___ Selected text ___

Australian energy ministers to agree on promoting battery uptake but views on price caps differ

Various batteries from the gelion corporation on a shelf
Ministers are expected to sign off on a scheme to promote investment in the manufacture of batteries to add capacity to Australia’s energy grid. Photograph: Bianca de Marchi/AAP

Australia’s energy ministers are expected to sign off on a scheme to accelerate the take-up of giant batteries to support the decarbonisation of the grid when they gather in Brisbane on Thursday.

However, the ministers are unlikely to hold lengthy discussions over any Albanese government proposal to impose price caps on coal and gas.

There was speculation on Wednesday that the government was pushing the states to cap the price of coal at $125 a tonne, less than half the current market rate, but Guardian Australia understands no decision is expected before Friday’s national meeting between the prime minister, premiers and chief ministers.

Energy ministers agreed to advance discussions on a capacity investment mechanism at their October meeting. Officials told Guardian Australia that ratification of those plans – which would support the addition of new storage to the grid – was likely to be a key outcome of Thursday’s gathering.

___ Material shown ___

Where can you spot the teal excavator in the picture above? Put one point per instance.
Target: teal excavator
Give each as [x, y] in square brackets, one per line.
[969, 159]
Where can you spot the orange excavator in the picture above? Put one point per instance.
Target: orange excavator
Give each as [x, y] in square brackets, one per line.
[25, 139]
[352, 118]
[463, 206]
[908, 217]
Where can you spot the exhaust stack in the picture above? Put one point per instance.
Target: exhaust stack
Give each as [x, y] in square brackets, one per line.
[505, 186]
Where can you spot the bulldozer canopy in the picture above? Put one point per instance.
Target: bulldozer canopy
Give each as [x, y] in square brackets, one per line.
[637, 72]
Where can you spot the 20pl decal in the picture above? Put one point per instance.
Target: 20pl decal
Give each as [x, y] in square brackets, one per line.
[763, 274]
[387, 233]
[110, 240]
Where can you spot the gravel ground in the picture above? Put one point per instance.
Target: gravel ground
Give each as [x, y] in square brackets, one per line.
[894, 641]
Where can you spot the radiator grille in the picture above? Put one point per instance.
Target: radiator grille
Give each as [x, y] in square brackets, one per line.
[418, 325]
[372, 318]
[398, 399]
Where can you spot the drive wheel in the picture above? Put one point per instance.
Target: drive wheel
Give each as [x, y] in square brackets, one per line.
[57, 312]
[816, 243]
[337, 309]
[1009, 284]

___

→ **Tasks and exercises**:
• a. Could you write out the passage of the energy ministers article word for word, starting at "However, the ministers" and ending at "and chief ministers."?
• b. If you count the lines of the records, how many contain the word "picture"? Give only the number.

→ **The results**:
• a.
However, the ministers are unlikely to hold lengthy discussions over any Albanese government proposal to impose price caps on coal and gas.

There was speculation on Wednesday that the government was pushing the states to cap the price of coal at $125 a tonne, less than half the current market rate, but Guardian Australia understands no decision is expected before Friday’s national meeting between the prime minister, premiers and chief ministers.

• b. 8